PROBLEM:
Copy exactly the lines from the one containing "roof in the photo above." through the last line of the records, both included, and nothing more.

EXTRACTED INFORMATION:
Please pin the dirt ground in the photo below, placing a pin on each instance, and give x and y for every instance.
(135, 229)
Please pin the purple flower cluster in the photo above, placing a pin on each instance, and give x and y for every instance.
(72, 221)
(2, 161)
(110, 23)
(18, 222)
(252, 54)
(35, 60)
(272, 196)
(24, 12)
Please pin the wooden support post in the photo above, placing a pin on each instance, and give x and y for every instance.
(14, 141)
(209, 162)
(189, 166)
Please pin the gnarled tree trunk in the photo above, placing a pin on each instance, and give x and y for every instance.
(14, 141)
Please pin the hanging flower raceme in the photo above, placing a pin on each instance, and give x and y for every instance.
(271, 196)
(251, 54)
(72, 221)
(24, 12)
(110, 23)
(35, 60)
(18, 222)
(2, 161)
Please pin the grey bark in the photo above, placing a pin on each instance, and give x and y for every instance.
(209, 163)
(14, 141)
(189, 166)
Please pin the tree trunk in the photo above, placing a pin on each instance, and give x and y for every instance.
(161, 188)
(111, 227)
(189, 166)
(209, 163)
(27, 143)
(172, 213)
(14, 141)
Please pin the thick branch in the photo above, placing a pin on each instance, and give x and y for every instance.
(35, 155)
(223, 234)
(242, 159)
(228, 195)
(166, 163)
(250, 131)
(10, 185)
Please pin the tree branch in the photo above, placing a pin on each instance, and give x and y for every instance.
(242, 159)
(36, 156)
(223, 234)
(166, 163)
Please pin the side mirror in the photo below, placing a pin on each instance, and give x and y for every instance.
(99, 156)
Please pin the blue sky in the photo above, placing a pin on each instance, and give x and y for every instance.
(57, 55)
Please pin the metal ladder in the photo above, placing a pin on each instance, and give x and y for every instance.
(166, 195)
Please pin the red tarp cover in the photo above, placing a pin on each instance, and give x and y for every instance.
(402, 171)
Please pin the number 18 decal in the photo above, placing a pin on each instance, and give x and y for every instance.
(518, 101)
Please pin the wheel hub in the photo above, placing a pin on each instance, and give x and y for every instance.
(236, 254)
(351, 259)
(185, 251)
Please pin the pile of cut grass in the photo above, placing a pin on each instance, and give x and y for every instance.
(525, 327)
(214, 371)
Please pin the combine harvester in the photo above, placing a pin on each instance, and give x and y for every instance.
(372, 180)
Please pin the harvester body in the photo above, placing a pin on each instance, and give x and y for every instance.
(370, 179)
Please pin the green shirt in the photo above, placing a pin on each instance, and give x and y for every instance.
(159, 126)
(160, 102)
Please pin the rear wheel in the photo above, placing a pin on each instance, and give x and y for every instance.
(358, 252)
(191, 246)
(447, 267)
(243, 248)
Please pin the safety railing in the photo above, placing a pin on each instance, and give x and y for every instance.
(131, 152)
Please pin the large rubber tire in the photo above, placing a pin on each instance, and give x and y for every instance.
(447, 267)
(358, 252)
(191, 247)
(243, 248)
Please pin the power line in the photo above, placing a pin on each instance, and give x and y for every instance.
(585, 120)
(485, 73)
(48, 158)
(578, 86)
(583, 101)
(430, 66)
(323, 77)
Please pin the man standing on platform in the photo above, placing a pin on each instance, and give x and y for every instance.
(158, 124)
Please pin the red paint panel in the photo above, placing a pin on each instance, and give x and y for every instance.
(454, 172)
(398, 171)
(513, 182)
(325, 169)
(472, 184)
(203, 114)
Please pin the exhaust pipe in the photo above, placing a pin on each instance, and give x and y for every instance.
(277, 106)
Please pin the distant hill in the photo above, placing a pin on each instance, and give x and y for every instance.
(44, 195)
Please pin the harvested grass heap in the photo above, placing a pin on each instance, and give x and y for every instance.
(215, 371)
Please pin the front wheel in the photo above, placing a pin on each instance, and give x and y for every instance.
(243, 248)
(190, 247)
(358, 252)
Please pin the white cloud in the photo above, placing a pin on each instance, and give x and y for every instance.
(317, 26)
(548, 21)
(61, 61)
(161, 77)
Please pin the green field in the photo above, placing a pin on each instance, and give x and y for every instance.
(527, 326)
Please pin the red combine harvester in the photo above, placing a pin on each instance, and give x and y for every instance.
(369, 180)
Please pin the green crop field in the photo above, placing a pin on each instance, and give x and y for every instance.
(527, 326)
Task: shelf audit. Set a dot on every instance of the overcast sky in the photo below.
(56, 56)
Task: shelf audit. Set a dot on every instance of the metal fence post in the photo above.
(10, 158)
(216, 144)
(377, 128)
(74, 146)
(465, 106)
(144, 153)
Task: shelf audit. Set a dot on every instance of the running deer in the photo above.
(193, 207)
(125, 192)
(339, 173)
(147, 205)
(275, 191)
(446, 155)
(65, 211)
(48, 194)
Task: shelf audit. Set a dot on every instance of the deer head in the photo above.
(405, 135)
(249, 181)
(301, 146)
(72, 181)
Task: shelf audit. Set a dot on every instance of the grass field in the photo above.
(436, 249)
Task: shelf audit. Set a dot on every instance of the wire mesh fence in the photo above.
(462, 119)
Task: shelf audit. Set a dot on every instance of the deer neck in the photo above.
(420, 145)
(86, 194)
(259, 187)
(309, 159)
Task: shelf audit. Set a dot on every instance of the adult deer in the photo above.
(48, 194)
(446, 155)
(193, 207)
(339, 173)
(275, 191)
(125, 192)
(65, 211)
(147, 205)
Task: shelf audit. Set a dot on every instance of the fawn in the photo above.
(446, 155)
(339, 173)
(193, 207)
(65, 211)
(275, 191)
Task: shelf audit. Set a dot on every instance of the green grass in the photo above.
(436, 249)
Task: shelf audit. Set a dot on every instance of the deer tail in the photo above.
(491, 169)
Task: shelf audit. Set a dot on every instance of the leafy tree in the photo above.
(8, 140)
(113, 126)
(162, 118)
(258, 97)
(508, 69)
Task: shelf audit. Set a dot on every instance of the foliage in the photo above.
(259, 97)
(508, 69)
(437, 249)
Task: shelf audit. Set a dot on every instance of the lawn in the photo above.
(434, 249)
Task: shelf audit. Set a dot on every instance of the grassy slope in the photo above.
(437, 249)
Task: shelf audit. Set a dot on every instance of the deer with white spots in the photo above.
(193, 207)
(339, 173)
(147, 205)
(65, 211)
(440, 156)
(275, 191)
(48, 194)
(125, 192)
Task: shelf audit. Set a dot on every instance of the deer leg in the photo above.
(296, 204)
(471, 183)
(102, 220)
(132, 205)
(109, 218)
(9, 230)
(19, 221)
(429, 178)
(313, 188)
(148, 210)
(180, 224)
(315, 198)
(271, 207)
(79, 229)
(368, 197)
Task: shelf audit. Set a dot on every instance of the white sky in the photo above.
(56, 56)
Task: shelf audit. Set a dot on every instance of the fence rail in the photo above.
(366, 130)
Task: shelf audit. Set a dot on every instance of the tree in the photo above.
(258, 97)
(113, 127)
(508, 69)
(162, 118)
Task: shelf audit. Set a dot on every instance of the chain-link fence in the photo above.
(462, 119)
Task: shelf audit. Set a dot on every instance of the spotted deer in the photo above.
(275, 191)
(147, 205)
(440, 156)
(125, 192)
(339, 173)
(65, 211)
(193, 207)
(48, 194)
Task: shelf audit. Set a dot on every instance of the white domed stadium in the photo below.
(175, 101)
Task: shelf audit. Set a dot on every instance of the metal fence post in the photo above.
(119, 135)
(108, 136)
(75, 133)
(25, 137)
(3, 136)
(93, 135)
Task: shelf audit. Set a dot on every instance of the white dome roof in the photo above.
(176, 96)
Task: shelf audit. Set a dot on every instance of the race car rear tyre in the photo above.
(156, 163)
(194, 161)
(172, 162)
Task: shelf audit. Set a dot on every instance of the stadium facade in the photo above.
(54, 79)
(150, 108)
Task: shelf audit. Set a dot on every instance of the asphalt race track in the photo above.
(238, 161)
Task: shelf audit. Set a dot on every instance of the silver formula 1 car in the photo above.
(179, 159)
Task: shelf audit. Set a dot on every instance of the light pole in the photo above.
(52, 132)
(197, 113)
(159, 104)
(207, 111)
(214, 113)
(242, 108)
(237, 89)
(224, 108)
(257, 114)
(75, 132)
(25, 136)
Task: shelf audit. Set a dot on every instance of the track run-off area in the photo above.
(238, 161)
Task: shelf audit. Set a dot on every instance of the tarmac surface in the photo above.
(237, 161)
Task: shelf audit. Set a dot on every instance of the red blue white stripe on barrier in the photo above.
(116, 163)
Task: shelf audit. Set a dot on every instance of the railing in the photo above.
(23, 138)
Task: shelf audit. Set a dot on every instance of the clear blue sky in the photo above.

EXERCISE RESULT:
Task: shelf audit. Set a dot on every instance of the white dome roof in the photo above.
(176, 96)
Task: shelf audit. Set a dot on every instance of the race car rear tyre in the photo above.
(156, 163)
(194, 161)
(172, 162)
Task: shelf audit. Set a dot on every instance of the stadium facade in the photo above.
(54, 79)
(150, 108)
Task: shelf audit. Set a dot on every instance of the asphalt race track in the photo above.
(238, 161)
Task: shelf audit. Set a dot on every instance of the silver formula 1 car in the photo above.
(179, 159)
Task: shelf audit. Set a dot on every instance of the light pole in the photo above.
(52, 132)
(197, 113)
(159, 104)
(207, 111)
(214, 113)
(242, 108)
(237, 89)
(224, 108)
(257, 114)
(75, 132)
(25, 136)
Task: shelf audit. Set a dot on every instance of the track run-off area in the photo above.
(238, 161)
Task: shelf audit. Set a dot on every instance of the tarmac surface in the photo above.
(237, 161)
Task: shelf audit. Set a dot on every instance of the red blue white stripe on barrier in the photo above.
(116, 163)
Task: shelf audit. Set a dot on every instance of the railing in the photo above.
(23, 138)
Task: shelf audit. Set a dot on every instance of the clear blue sky in the photo above.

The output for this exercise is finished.